_Goal_: Return every one of the items below verbatim, line for line, with nothing added, dropped, or altered.

_Entries supplied_:

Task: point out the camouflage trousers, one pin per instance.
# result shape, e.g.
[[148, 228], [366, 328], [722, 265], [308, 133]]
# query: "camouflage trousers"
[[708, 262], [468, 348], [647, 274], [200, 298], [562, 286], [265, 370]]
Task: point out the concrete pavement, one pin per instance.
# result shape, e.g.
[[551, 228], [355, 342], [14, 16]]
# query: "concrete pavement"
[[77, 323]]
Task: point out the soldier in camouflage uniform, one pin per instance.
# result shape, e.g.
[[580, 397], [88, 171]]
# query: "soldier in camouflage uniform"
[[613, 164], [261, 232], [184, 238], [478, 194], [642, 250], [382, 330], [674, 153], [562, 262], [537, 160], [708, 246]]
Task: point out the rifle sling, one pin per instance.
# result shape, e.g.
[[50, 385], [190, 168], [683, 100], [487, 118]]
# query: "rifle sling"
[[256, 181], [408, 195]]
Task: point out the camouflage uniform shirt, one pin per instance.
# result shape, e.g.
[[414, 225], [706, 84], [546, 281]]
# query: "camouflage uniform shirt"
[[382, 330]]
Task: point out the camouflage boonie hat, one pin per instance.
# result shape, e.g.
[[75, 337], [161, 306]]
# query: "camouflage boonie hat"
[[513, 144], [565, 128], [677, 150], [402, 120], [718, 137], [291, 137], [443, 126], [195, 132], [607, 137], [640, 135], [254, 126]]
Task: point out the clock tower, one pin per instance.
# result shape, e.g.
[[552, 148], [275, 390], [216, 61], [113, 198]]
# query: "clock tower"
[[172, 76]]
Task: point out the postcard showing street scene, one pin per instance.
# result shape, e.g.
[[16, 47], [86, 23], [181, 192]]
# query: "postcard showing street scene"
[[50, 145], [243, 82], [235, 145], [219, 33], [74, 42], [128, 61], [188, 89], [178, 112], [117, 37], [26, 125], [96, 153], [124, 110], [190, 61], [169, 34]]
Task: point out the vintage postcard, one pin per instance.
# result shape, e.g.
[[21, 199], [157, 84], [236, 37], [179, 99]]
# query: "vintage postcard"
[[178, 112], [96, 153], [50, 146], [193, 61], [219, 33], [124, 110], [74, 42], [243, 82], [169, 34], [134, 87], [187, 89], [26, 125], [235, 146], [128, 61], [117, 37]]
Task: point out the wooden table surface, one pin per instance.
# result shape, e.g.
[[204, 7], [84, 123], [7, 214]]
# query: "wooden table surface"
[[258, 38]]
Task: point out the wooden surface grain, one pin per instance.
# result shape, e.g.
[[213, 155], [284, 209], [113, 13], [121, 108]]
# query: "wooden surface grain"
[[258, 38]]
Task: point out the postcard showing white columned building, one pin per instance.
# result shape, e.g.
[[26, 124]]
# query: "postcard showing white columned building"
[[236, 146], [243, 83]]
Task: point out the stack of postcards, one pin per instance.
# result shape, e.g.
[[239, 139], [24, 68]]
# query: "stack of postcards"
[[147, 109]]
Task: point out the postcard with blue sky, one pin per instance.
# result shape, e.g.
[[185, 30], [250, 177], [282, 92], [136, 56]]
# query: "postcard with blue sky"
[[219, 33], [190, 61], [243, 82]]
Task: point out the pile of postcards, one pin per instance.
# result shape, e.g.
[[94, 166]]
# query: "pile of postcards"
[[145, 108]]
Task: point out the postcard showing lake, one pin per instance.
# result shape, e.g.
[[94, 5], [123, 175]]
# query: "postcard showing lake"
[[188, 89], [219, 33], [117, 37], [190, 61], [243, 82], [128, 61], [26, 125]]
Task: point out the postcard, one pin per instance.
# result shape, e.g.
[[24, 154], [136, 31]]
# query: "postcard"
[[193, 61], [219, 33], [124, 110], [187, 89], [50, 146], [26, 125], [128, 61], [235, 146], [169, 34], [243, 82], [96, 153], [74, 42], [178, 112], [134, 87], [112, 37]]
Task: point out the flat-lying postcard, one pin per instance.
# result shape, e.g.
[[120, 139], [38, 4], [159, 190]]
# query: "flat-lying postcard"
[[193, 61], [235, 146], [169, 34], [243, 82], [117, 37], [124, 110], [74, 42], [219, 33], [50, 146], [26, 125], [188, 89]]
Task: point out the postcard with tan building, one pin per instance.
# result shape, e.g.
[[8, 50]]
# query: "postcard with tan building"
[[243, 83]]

_The answer_:
Task: point out the camouflage trousers, one pin per instance.
# result shape, e.g.
[[148, 228], [366, 328], [722, 265], [308, 133]]
# query: "camouflage trousers"
[[708, 262], [468, 348], [647, 274], [200, 298], [562, 286], [265, 370]]
Task: point out the concrete pavement, one pin per instance.
# result shape, e.g.
[[551, 228], [355, 342], [14, 16]]
# query: "concrete pavement"
[[77, 323]]
Task: point out the soldier in camouflage uniform, one pin per instance.
# result shape, e.g.
[[580, 397], [88, 171]]
# query: "soldier in camouflage uniform"
[[613, 164], [261, 232], [184, 238], [478, 194], [642, 250], [382, 330], [674, 153], [562, 262], [537, 160], [708, 246]]
Task: point out the rifle sling, one pin per instance.
# result shape, e.g.
[[50, 385], [190, 168], [683, 100], [487, 118]]
# query: "rifle sling"
[[256, 181], [408, 195]]
Task: point out the camouflage uniform shirt, one pin per instance.
# result shape, e.g.
[[414, 225], [706, 84], [546, 281]]
# query: "camouflage uniform shirt"
[[382, 330]]
Task: point out the camouflage boonie hat, one pin per instance.
# result shape, e.g.
[[75, 337], [161, 306]]
# query: "camouflage boonie hat"
[[513, 144], [565, 128], [677, 150], [402, 120], [718, 137], [291, 137], [443, 126], [195, 132], [607, 137], [640, 135], [254, 126]]
Task: point out the clock tower, one pin per instance.
# result shape, e.g.
[[552, 148], [275, 390], [216, 61], [113, 198]]
# query: "clock tower"
[[172, 76]]
Task: point out the postcard showing street scene, one pin per instance.
# result shape, e.g.
[[16, 47], [86, 23], [181, 192]]
# query: "postcard showing street scene"
[[50, 145], [243, 82], [235, 145], [219, 33], [74, 42], [128, 61], [188, 89], [178, 112], [117, 37], [26, 125], [96, 153], [124, 110], [190, 61], [169, 34]]
Task: point out the vintage postcard, one pin per instance.
# result shape, e.g.
[[21, 199], [157, 84], [236, 37], [179, 99]]
# query: "vintage postcard"
[[178, 112], [96, 153], [50, 146], [193, 61], [219, 33], [124, 110], [74, 42], [243, 82], [169, 34], [134, 87], [187, 89], [26, 125], [235, 146], [128, 61], [117, 37]]
Task: point out the wooden table surface, one pin per instance.
# result shape, e.g.
[[204, 7], [84, 123], [7, 214]]
# query: "wooden table surface"
[[258, 38]]
Task: point out the wooden surface grain, one pin per instance.
# result shape, e.g.
[[213, 155], [284, 209], [113, 13], [121, 108]]
# query: "wooden surface grain"
[[258, 38]]
Task: point out the postcard showing white columned building, one pin per instance.
# result shape, e.g.
[[26, 124]]
# query: "postcard showing white columned building"
[[236, 146], [243, 83]]
Task: point out the stack of postcards, one pin per instance.
# result shape, e.g.
[[239, 139], [24, 68]]
# query: "stack of postcards"
[[147, 109]]
Task: point out the postcard with blue sky, one pin per instance.
# result shape, e.g.
[[185, 30], [250, 177], [282, 92], [136, 56]]
# query: "postcard with blue sky"
[[219, 33], [190, 61], [243, 82]]
Task: point out the pile of postcards, one pin per instance.
# result shape, e.g.
[[94, 166]]
# query: "pile of postcards"
[[145, 108]]
Task: point out the postcard showing lake, one pin per instance.
# result shape, e.g.
[[94, 5], [123, 175]]
# query: "postcard showing lake"
[[188, 89], [219, 33], [117, 37], [190, 61], [243, 82], [128, 61], [26, 125]]
Task: point out the postcard, one pin per instance.
# result shape, e.g.
[[24, 154], [136, 31]]
# query: "postcard"
[[193, 61], [219, 33], [124, 110], [187, 89], [50, 146], [26, 125], [128, 61], [235, 146], [169, 34], [243, 82], [96, 153], [74, 42], [178, 112], [134, 87], [112, 37]]
Task: point out the flat-lying postcard, one pin per instance.
# result shape, e.g.
[[120, 139], [38, 4], [159, 190]]
# query: "flat-lying postcard"
[[193, 61], [235, 146], [169, 34], [243, 82], [117, 37], [124, 110], [74, 42], [219, 33], [50, 146], [26, 125], [188, 89]]
Task: point out the postcard with tan building, one pin per instance.
# result shape, e.g.
[[8, 50]]
# query: "postcard with tan building"
[[243, 83]]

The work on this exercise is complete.